[Labeled-object pointing entries]
● ● ●
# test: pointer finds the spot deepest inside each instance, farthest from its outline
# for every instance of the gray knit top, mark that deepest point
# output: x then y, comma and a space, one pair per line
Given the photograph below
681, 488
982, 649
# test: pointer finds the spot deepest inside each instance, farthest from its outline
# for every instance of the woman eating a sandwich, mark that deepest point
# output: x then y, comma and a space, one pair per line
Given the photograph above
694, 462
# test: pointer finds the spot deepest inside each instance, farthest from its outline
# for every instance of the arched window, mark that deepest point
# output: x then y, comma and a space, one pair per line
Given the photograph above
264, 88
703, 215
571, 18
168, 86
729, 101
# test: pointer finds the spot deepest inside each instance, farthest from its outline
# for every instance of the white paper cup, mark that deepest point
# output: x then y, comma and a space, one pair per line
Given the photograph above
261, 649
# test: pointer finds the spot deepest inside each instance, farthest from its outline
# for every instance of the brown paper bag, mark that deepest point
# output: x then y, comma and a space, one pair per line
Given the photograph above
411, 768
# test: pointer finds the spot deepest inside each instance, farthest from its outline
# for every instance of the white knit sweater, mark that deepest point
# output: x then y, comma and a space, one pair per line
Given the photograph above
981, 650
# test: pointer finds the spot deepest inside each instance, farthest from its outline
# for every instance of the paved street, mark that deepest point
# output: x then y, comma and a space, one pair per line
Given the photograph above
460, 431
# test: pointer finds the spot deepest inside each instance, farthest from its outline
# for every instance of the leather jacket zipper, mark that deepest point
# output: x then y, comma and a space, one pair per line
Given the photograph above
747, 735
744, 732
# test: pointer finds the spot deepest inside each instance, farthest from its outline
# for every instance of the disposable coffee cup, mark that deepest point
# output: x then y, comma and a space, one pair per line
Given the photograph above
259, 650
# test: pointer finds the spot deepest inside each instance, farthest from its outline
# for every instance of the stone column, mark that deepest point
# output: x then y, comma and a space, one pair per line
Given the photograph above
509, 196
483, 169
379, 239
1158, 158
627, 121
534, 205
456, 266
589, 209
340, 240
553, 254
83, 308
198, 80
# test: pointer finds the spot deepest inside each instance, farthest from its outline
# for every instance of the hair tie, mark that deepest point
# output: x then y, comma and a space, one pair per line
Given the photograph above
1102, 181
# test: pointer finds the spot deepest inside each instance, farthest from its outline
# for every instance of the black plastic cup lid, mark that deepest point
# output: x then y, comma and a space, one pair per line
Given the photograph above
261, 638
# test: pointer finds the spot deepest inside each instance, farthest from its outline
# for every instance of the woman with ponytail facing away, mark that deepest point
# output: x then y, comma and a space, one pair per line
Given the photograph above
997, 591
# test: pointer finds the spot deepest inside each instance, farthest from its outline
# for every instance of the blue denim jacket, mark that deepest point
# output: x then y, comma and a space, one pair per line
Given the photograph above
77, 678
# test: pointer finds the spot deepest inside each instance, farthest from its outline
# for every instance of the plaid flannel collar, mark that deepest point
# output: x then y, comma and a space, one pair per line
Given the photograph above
● ● ●
> What you will do: Repeat each record exactly. Omit nothing.

> Response below:
# test: pointer finds the spot deepest inside each instance, farthest from its outline
# for every instance of the gray knit top, mark that deepest point
# output: x then y, comma and a space, one pair per line
Given the photograph below
681, 488
982, 649
# test: pointer finds the spot deepest inside each instance, farthest from its outline
# for every instance of the woman eating a sandwich, mark that deepest point
# output: x then y, comma and a space, one pair per line
Given the photograph above
694, 462
# test: pointer finds the spot deepest inside each instance, farthest from its outline
# for every instance of the arched window, mark that deepest point
# output: x then y, comma and a space, one pair per line
Given the photograph above
264, 88
703, 215
571, 18
168, 86
729, 101
# test: pointer finds the spot deepest inside each instance, farthest from its outline
# for every instance of the white paper cup, mark that deepest point
# output: x then y, comma and a space, one pair per line
Given the photograph above
261, 649
# test: pointer finds the spot deepest inside each instance, farthest from its outline
# for every instance of the brown paper bag, mark that deepest point
# output: x then y, comma and a space, one pair per line
Given the photograph above
411, 768
# test: pointer finds the spot deepest inside each instance, farthest from its outline
# for every instance of the white knit sweater, mark that deepest point
# output: x then y, comma and a space, one pair per line
Given the photograph above
981, 650
# test: pointer finds the spot deepest inside each instance, farthest from its outline
# for every instance of the paved street, mark that deepest point
# output: x then y, comma and a space, one pair per line
Given the photograph above
460, 431
# test: pointer finds the spot deepest inside each instance, farthest from its outline
# for every instance of the leather jacket zipper, mark that deepest point
# output: x then y, comma and a space, one pair per line
Given the photograph above
747, 735
744, 732
# test: pointer finds the spot deepest inside each instance, farthest from its outline
# for every instance of the disposable coffee cup, mark that deepest point
# output: x then y, comma and a space, one pair per line
Given the photograph above
259, 650
# test: pointer finds the spot deepest inside each instance, farthest from its outline
# for every instance of the stone column, mark that deepest point
# output: x then y, comma and a space, one pair per line
Given the photograph above
509, 196
483, 169
379, 239
1158, 158
627, 121
534, 205
456, 266
589, 209
340, 240
553, 254
83, 308
198, 80
# test: pointer finds the spot deepest inside each instance, farthest from its outline
# for every instance of the hair tie, mark that deepest point
# output: x then y, comma and a space, one pair per line
Given the photograph above
1102, 181
# test: pointer finds the spot deepest inside each instance, farthest from its outline
# for every instance of the black plastic cup lid, mark that deepest point
# output: x then y, comma and a space, one pair per line
Given the photograph above
261, 638
# test: pointer finds the spot deepest inside each instance, farthest from its outline
# for every instance of the woman with ponytail facing away, mark that deepest point
# output: x then y, comma and a space, one pair per line
Given the photograph above
997, 591
# test: pointer finds the spot deepest inside each instance, farthest from its outline
# for every instance of the blue denim jacket, mark that deepest point
# output: x then y, comma and a space, one pair per line
Given the photograph above
77, 678
# test: pointer finds the spot deepest inside each instance, farthest from its outline
# for every instance of the plaid flannel collar, mark that deepest point
# output: x then y, comma and a space, one pair per line
Given the photograph above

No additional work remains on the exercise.